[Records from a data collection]
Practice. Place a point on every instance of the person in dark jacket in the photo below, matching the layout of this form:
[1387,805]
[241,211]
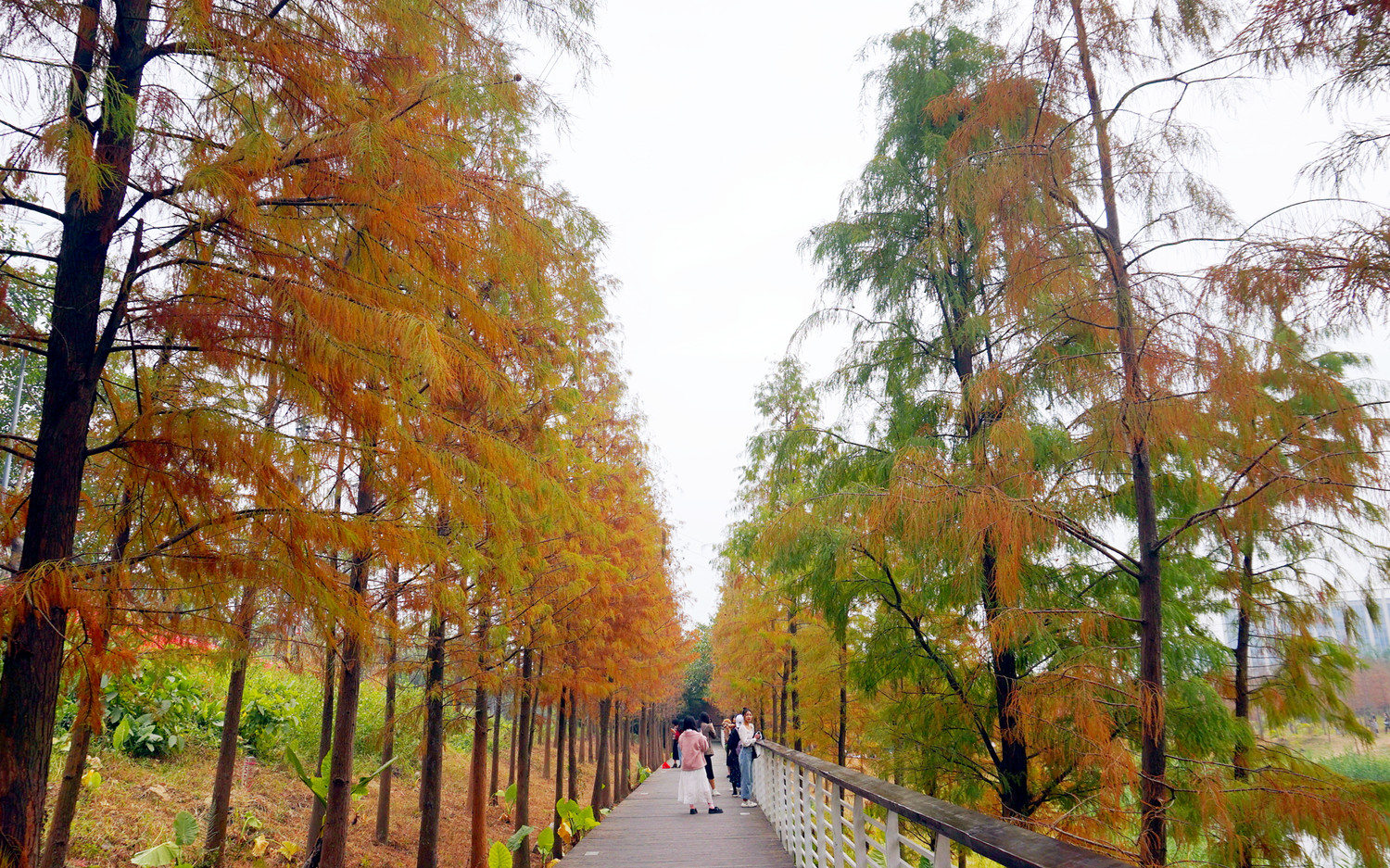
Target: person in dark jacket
[731,754]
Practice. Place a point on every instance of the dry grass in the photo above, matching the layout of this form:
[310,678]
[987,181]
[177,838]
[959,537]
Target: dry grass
[133,809]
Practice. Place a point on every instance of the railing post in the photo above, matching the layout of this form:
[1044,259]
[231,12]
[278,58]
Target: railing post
[891,849]
[942,853]
[861,839]
[837,823]
[828,849]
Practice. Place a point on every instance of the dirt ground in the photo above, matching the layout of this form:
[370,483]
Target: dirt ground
[135,804]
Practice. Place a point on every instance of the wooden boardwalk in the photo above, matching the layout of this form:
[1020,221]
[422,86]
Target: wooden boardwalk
[651,828]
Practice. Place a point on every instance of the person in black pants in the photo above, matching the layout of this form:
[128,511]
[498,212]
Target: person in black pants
[731,756]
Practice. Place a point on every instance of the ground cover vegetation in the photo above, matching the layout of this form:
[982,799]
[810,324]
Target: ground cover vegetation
[1069,551]
[309,366]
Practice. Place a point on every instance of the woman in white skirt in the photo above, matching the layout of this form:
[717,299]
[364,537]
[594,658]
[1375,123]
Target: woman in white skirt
[694,785]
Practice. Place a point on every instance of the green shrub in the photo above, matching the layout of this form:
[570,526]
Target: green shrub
[156,710]
[1359,767]
[270,718]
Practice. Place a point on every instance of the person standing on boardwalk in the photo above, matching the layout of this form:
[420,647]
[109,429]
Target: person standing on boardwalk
[731,753]
[694,786]
[711,736]
[747,735]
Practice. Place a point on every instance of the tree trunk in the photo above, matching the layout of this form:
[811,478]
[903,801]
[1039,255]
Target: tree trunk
[602,790]
[547,743]
[841,754]
[559,773]
[1240,759]
[522,736]
[791,678]
[388,736]
[325,734]
[780,709]
[349,687]
[1153,837]
[478,767]
[1015,795]
[217,817]
[512,740]
[497,745]
[32,664]
[626,778]
[573,785]
[431,764]
[66,806]
[613,751]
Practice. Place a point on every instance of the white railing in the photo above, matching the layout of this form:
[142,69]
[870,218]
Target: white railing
[820,814]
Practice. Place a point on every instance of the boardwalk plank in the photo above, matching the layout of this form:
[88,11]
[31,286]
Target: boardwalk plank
[651,828]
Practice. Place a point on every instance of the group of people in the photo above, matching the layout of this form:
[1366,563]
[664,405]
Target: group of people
[692,751]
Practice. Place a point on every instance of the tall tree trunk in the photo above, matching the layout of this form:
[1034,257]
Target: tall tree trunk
[231,725]
[1153,798]
[626,778]
[1240,757]
[1015,793]
[477,773]
[613,753]
[66,804]
[497,745]
[349,687]
[431,764]
[32,662]
[559,771]
[91,709]
[791,678]
[522,736]
[388,736]
[512,740]
[780,710]
[573,784]
[325,731]
[602,796]
[545,740]
[841,754]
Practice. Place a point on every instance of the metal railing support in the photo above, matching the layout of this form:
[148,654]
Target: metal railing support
[805,800]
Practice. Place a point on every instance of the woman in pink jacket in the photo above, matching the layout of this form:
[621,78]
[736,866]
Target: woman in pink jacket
[694,786]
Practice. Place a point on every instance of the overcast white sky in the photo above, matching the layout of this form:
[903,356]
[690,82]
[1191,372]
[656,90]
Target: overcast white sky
[712,141]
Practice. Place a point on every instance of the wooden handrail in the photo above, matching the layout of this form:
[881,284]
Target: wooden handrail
[989,837]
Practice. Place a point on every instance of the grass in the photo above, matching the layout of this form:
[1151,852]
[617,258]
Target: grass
[135,804]
[136,800]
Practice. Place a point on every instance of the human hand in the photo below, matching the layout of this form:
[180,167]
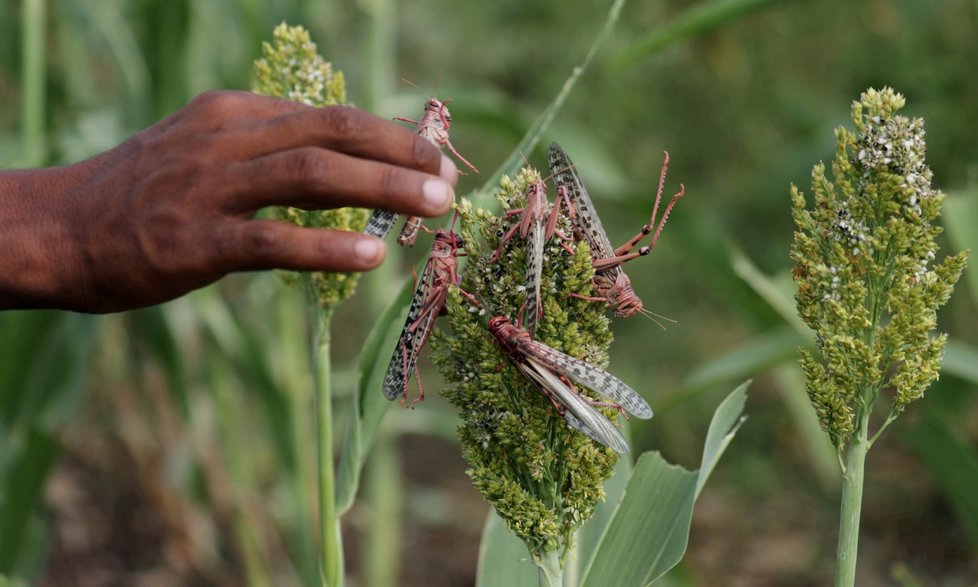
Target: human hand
[172,209]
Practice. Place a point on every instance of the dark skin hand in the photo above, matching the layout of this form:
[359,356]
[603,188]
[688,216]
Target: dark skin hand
[172,209]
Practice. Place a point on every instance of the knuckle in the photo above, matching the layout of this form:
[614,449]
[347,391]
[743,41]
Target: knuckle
[220,107]
[345,123]
[307,166]
[391,183]
[260,241]
[424,155]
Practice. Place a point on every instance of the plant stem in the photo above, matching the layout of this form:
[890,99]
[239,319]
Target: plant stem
[852,501]
[331,552]
[33,20]
[551,574]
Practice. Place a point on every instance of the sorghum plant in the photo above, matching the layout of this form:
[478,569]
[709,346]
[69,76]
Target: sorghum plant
[290,68]
[869,286]
[542,477]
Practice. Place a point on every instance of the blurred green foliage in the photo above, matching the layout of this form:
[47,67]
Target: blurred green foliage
[744,109]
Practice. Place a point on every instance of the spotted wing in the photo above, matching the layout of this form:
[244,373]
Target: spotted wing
[586,223]
[417,328]
[589,376]
[380,223]
[578,413]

Short problem:
Update everything from the line containing "Practice. Place a point on every instance of the plant" down to the end of the records by putting "corn plant" wherever "sorghum plant" appears, keeping all else unchanged.

Answer to the task:
Practice. Place a point on every instance of the plant stem in the photo above, matching the layout of this form:
[890,99]
[239,319]
Target: plant stem
[852,501]
[331,552]
[33,20]
[551,574]
Practice. Place a point on every instance of the corn plant in the photo above, matching the layout of this form:
[478,569]
[709,346]
[69,76]
Target: corn plant
[290,68]
[869,286]
[542,477]
Practice. Place a point on every instance of the blurred green foliage in the photo above, matching the layout of this form:
[47,67]
Target: blurred green foliage
[744,109]
Practice. Place a point on every instance of the spotted wing in the photo above, matching the layout of this form:
[244,373]
Target: spotted wing
[586,223]
[417,328]
[589,376]
[380,223]
[578,413]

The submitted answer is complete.